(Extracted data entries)
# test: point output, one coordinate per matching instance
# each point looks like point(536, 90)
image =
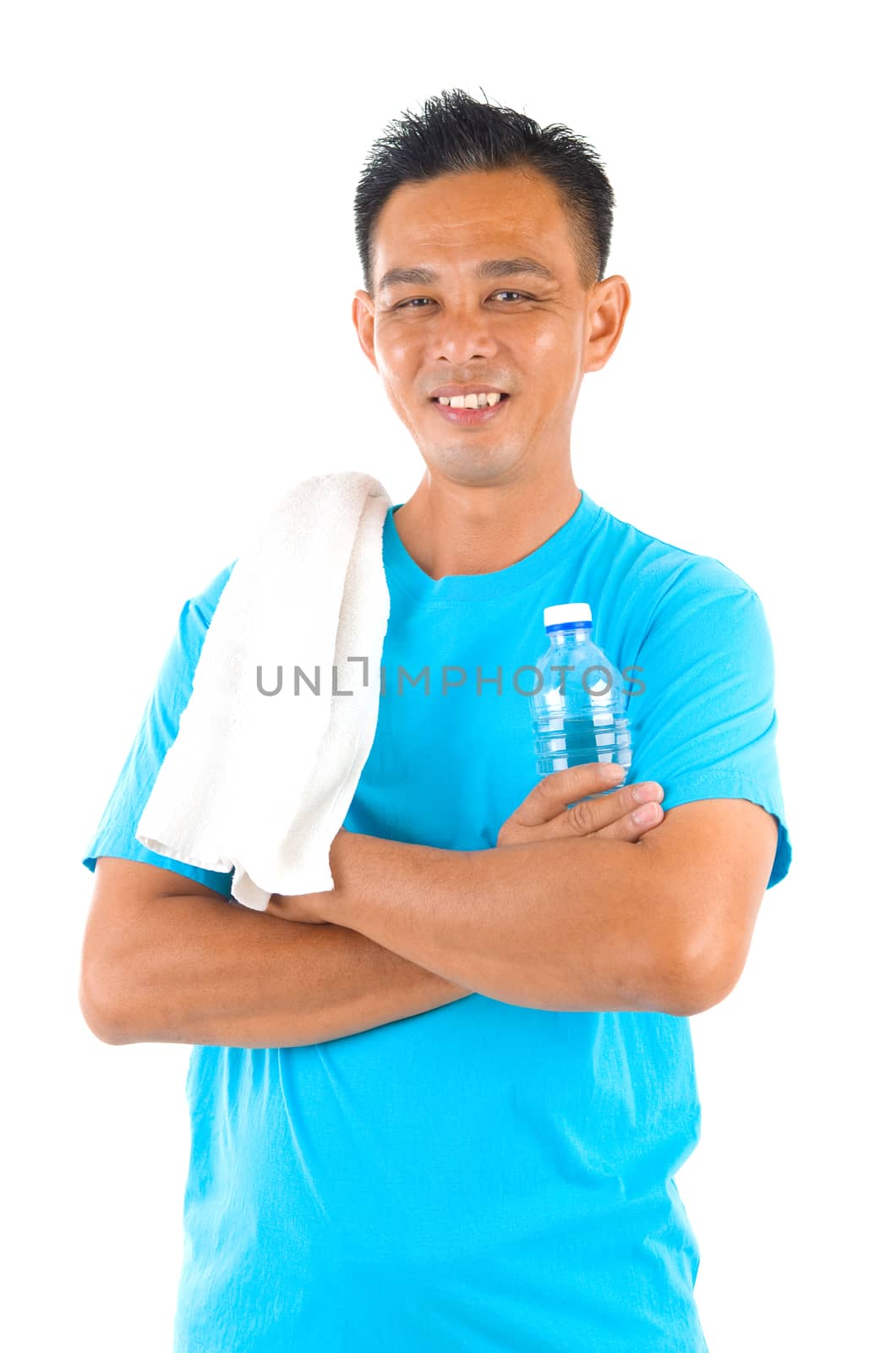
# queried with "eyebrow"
point(490, 268)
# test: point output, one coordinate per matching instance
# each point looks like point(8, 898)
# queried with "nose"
point(461, 336)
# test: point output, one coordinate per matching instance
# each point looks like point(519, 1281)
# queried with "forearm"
point(224, 974)
point(560, 924)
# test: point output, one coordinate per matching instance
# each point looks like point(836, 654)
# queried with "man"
point(441, 1106)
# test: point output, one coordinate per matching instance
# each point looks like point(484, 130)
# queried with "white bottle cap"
point(566, 613)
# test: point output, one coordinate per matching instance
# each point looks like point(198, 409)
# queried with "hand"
point(543, 813)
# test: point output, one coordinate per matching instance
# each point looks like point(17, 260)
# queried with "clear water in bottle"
point(578, 716)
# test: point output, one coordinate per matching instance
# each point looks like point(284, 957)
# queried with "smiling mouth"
point(445, 403)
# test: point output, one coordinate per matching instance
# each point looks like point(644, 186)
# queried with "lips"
point(470, 417)
point(450, 392)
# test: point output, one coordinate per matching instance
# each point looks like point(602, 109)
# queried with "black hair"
point(456, 133)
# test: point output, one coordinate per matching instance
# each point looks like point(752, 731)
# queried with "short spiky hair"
point(456, 133)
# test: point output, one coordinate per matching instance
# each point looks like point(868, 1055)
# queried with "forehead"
point(467, 216)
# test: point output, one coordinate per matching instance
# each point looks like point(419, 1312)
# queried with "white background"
point(178, 349)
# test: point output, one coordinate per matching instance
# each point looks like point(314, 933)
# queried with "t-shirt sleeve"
point(706, 724)
point(155, 735)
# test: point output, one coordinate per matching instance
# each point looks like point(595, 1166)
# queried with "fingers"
point(551, 795)
point(627, 815)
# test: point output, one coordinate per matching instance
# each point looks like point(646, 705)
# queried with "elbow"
point(697, 976)
point(101, 1021)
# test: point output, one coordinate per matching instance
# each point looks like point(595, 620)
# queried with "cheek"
point(396, 353)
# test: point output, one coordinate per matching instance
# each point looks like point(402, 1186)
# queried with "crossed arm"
point(578, 923)
point(583, 923)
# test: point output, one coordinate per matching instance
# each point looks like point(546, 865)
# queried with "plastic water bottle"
point(578, 715)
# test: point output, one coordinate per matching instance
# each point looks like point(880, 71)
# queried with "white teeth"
point(473, 401)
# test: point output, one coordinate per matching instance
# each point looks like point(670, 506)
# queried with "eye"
point(414, 301)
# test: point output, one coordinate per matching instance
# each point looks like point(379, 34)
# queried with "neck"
point(450, 528)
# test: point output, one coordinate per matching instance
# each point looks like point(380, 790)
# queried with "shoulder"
point(668, 574)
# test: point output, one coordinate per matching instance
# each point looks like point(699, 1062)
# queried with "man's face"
point(531, 335)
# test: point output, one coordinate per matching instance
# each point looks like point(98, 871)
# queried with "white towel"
point(261, 784)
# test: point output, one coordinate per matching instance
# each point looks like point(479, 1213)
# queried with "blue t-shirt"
point(482, 1176)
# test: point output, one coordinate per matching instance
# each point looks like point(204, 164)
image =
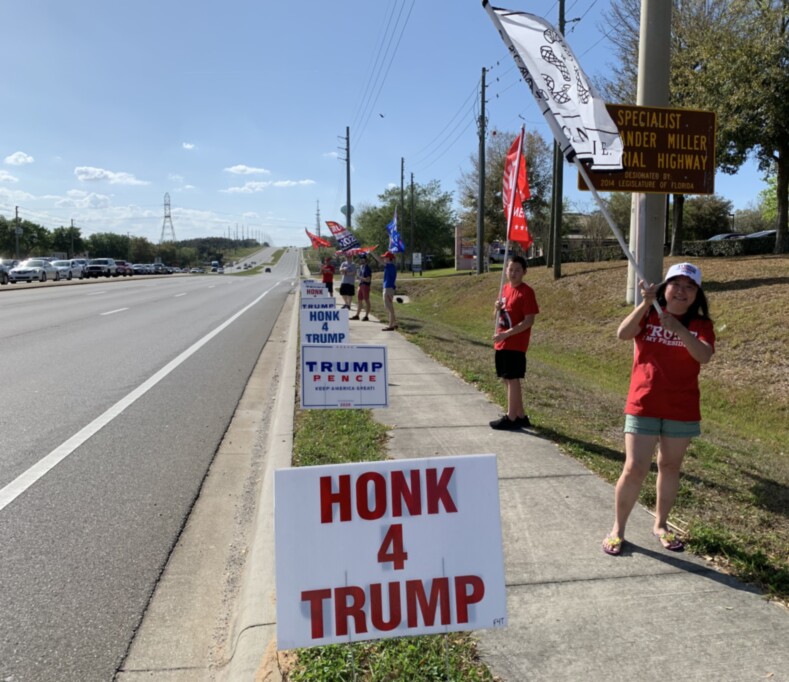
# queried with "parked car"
point(101, 267)
point(68, 269)
point(123, 268)
point(33, 270)
point(725, 235)
point(761, 233)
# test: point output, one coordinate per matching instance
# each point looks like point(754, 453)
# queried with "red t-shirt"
point(665, 378)
point(519, 302)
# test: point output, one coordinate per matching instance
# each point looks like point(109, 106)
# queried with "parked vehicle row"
point(48, 269)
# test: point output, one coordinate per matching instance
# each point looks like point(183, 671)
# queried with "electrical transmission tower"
point(168, 231)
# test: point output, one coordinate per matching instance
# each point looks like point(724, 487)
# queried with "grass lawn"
point(734, 497)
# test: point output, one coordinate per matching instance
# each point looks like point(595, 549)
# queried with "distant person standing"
point(348, 281)
point(365, 280)
point(663, 406)
point(390, 280)
point(327, 271)
point(515, 313)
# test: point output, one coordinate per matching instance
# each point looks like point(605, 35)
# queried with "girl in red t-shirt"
point(663, 401)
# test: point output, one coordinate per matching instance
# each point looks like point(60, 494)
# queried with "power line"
point(370, 78)
point(389, 66)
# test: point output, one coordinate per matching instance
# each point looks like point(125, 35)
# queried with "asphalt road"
point(115, 396)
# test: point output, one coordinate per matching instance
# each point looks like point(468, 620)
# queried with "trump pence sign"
point(388, 549)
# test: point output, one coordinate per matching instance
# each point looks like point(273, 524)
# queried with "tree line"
point(37, 240)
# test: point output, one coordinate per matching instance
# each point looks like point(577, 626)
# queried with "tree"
point(706, 216)
point(108, 245)
point(67, 240)
point(539, 172)
point(434, 219)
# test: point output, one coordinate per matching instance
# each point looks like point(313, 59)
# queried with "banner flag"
point(569, 102)
point(317, 242)
point(395, 243)
point(515, 179)
point(344, 237)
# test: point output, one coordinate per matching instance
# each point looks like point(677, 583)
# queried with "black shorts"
point(510, 364)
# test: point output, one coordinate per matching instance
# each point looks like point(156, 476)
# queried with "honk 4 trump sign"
point(388, 549)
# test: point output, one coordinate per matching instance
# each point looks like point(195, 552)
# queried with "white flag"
point(570, 103)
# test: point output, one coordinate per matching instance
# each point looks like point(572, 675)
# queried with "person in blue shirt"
point(390, 277)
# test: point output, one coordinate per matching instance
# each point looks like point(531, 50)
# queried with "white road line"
point(26, 479)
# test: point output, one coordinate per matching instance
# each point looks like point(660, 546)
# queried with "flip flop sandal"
point(670, 541)
point(612, 545)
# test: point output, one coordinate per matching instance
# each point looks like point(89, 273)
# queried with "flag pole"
point(612, 224)
point(514, 175)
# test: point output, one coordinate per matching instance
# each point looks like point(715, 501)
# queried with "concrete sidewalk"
point(576, 613)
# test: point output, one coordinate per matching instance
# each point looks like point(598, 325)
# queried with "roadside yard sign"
point(376, 550)
point(311, 288)
point(324, 326)
point(666, 151)
point(344, 376)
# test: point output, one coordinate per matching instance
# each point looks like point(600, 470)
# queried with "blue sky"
point(237, 108)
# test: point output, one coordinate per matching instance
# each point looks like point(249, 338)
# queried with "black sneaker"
point(504, 424)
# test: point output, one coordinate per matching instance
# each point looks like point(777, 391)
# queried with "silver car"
point(68, 269)
point(33, 270)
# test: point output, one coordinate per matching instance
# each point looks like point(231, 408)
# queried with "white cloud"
point(15, 196)
point(76, 198)
point(91, 174)
point(18, 159)
point(293, 183)
point(241, 169)
point(253, 187)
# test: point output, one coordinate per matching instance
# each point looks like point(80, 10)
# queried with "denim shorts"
point(654, 426)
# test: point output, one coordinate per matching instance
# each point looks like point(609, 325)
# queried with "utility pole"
point(17, 230)
point(648, 214)
point(413, 243)
point(348, 175)
point(557, 198)
point(481, 195)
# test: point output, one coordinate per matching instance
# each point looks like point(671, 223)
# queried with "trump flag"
point(515, 190)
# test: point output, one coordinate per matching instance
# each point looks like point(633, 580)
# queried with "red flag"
point(317, 242)
point(515, 176)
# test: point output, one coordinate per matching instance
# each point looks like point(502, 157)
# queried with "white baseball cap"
point(685, 269)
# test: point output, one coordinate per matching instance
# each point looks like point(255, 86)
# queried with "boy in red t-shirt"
point(327, 270)
point(515, 312)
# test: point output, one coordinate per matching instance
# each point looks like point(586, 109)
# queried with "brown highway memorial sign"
point(666, 151)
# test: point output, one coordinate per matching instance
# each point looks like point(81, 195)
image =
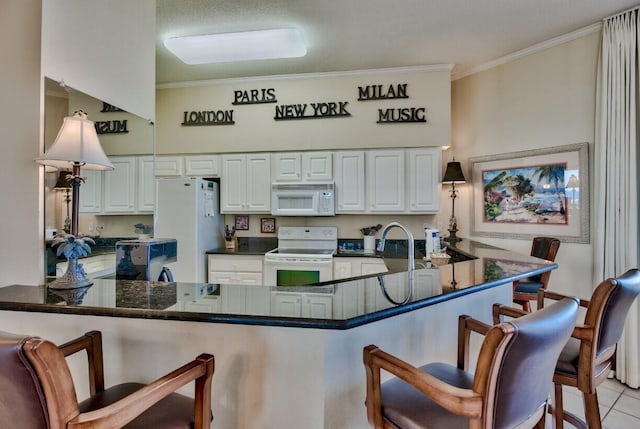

**TASK INSTRUCTIONS**
Rewrite the data above, changing every "queried with" to "searched for" and keeping everything else the same. Omit the pictures from your version.

**RESULT FOR THIS EXERCISE**
# test: point output, one coordinate per matching instance
# each point looks like point(536, 90)
image =
# searched for "eyebrow"
point(490, 268)
# test: point output, one coordinate per matching instance
# each point looks like point(8, 898)
# searched for "nose"
point(461, 336)
# test: point output, one coordinate per matching instance
# each point looks like point(519, 1281)
# searched for "forearm"
point(224, 974)
point(560, 924)
# test: point output, one coordinate per matching instance
# each point looks like point(836, 654)
# searched for "man"
point(441, 1106)
# test: point output, one coordinate per matching instance
# each point looks like point(484, 130)
# searched for "white bottle cap"
point(566, 613)
# test: point output, one coordinate per matching instance
# each point looks like point(198, 409)
# searched for "hand"
point(543, 813)
# test: point output, one coordinate per matching instance
# each point looks like point(17, 260)
# searched for "clear water in bottle"
point(578, 716)
# test: point output, one coordinate per matching instance
# each point looks like point(284, 957)
# searched for "smiling mouth"
point(445, 403)
# test: point output, one coordinate per matching instance
# each point looks like point(644, 186)
# searched for "lips"
point(470, 417)
point(450, 392)
# test: point output, one coordinate per matching instance
# each point looks like point(602, 109)
# searched for "black hair"
point(456, 133)
# test: point output, one coordinate per matching instance
# each point looks like point(752, 731)
# searched for "short spiky hair"
point(456, 133)
# test: point output, one coordinate per matching instance
# each point looks like point(868, 1055)
# searched for "forehead"
point(467, 216)
# test: point output, one coordinate per matching instance
# each point looks like point(419, 1312)
# searched for "white background"
point(178, 349)
# test: point output, one coordinate per matching instance
# each point looks like point(314, 933)
# searched for "t-shirt sleeve"
point(706, 724)
point(155, 735)
# test: point output, one coordinate per matching instance
# each point looks like point(595, 1166)
# searched for "fingers"
point(551, 795)
point(627, 815)
# test: point output, one coordinate per matching instance
# each point looks like point(646, 705)
# searched for "elbow"
point(697, 976)
point(101, 1021)
# test: point output, one coordinate per matching instance
# each point looks like point(595, 620)
# searched for "cheek"
point(396, 353)
# test: point output, one coordinate per matching instance
# each point looks like point(402, 1186)
# searched for "crossed arm"
point(578, 923)
point(583, 923)
# test: point output, one coordinate per matching instance
# each point looks like point(546, 865)
# searched for "plastic water bottle"
point(578, 715)
# test: point output, one coordinate per matching instance
# each point looks like point(880, 71)
# searched for "white teeth"
point(473, 401)
# test: point output, one coordinate per matching instance
# each point looks like point(670, 506)
# searched for "eye"
point(414, 301)
# test: point output, one coordinate per matching instance
# each point looks like point(379, 34)
# searched for "neck"
point(450, 528)
# test: point output, one coordinate per matching instance
# each point looks like point(380, 790)
# searched for "shoulder"
point(668, 574)
# test: point output, one coordinate per matching instance
# each point looks like point(699, 1062)
# searched for "man's face"
point(531, 335)
# test: point output, one coordinate per matching instance
# each point looks like point(98, 871)
# searched for "white towel"
point(261, 784)
# test: point output, one coordinate per matching instance
# each point looks like point(479, 1213)
# searched for "blue t-shirt"
point(482, 1176)
# test: point output, one coordinate per matching instance
# each point looks like point(204, 164)
image =
# searched for "parked car"
point(101, 267)
point(68, 269)
point(123, 268)
point(33, 270)
point(725, 235)
point(761, 233)
# test: point output, one coordinate per matching instance
# each point looks like point(754, 453)
# searched for "red t-shirt"
point(665, 378)
point(519, 302)
# test: point output, one coordinate per matching instance
# each point looks like point(109, 106)
# searched for "parked vehicle row"
point(48, 269)
# test: point output, one coordinate per matching instance
# each point looks like point(183, 671)
# searched for "electrical transmission tower"
point(168, 231)
# test: point output, one coordinate per matching instance
# each point looks like point(724, 487)
# searched for "grass lawn"
point(734, 497)
# test: point output, one coordinate per matching instance
# each point looks like point(595, 549)
# searched for "distant person standing"
point(348, 281)
point(365, 280)
point(663, 406)
point(390, 280)
point(327, 271)
point(515, 313)
# test: point output, one coordinate per matching instance
# each point looks like point(605, 35)
# searched for "girl in red t-shirt"
point(663, 401)
# test: point output, one coordinate per matching instance
# each point looks like point(60, 494)
# searched for "power line"
point(370, 78)
point(389, 66)
# test: point output, one coordinate per matching instance
# each point looks like point(125, 35)
# searched for "asphalt road"
point(115, 396)
# test: point output, one coordinate per matching instance
# each point looks like point(468, 620)
# searched for "trump pence sign"
point(388, 549)
# test: point output, one coordinate per matching instance
# each point looks like point(273, 524)
# searched for "tree line"
point(37, 240)
# test: point output, one coordinate per matching instance
# each point looks like point(577, 626)
# searched for "tree"
point(706, 216)
point(108, 245)
point(67, 240)
point(539, 172)
point(434, 219)
# test: point output, one coordinate per matching instance
# each point looks like point(313, 59)
# searched for "banner flag"
point(569, 102)
point(317, 242)
point(395, 243)
point(515, 179)
point(344, 237)
# test: point output, one coordinate per matching instance
# each point looks like point(677, 583)
# searched for "black shorts"
point(510, 364)
# test: point output, one coordinate per matching instance
# each point looks like point(156, 476)
# searched for "honk 4 trump sign"
point(388, 549)
# test: point output, one coordinate per matching instance
# each point looks like point(195, 552)
# searched for "white flag"
point(570, 103)
# test: point output, one coordinate per matching instance
# each point looks like point(572, 675)
# searched for "person in blue shirt"
point(390, 277)
# test: point output, one coordinate per matching instance
# each point looks like point(531, 50)
# searched for "white road line"
point(26, 479)
# test: point output, one coordinate per matching instance
# each point looks like point(660, 546)
# searched for "flip flop sandal"
point(670, 541)
point(612, 545)
# test: point output, one coordinate per matching instance
# each point looks like point(89, 273)
# searched for "flag pole"
point(612, 224)
point(514, 175)
# test: point output, one coordinate per matching instance
# each point looks like point(715, 501)
# searched for "concrete sidewalk"
point(576, 613)
# test: point output, one coordinate per matching instance
# each point looks like point(598, 325)
# searched for "roadside yard sign"
point(376, 550)
point(311, 288)
point(324, 326)
point(666, 151)
point(344, 376)
# test: point output, one coordinate per matching instance
# each point looks like point(600, 470)
# searched for "blue sky"
point(237, 108)
# test: point output, one coordinate per matching instance
# each point looks like point(249, 338)
# searched for "black sneaker"
point(504, 424)
# test: point output, one coordinate per matching instance
# each point looks like point(777, 391)
# searched for "silver car"
point(68, 269)
point(33, 270)
# test: point output, one coordinate per matching instance
# each point looks like point(231, 408)
# searched for "white cloud"
point(15, 196)
point(76, 198)
point(91, 174)
point(18, 159)
point(293, 183)
point(241, 169)
point(253, 187)
# test: point output, one coordinate per matching instance
# each point looks like point(80, 10)
# searched for "denim shorts"
point(654, 426)
# test: point output, one coordinate per matching instance
# each point looks like point(609, 325)
# searched for "utility pole"
point(17, 230)
point(648, 214)
point(413, 243)
point(348, 175)
point(557, 198)
point(481, 195)
# test: point output, one coordinate per matching instance
# each point looks like point(671, 223)
# searched for "trump flag"
point(515, 190)
# test: point output, one coordinate per matching instance
# each point looks like point(633, 580)
# searched for "red flag"
point(317, 242)
point(515, 176)
# test: point output, one coordinate per matching instance
# each point looks like point(502, 157)
# searched for "white baseball cap"
point(685, 269)
# test: point output, one coordinate per matching instance
# each point looks like point(255, 86)
# searched for "boy in red t-shirt"
point(327, 270)
point(515, 312)
# test: point output, one coordinate per matching instance
# each point looks like point(586, 109)
# searched for "brown highway memorial sign"
point(666, 151)
# test: point output, one coordinate per matching instance
# each point looks like point(81, 195)
image =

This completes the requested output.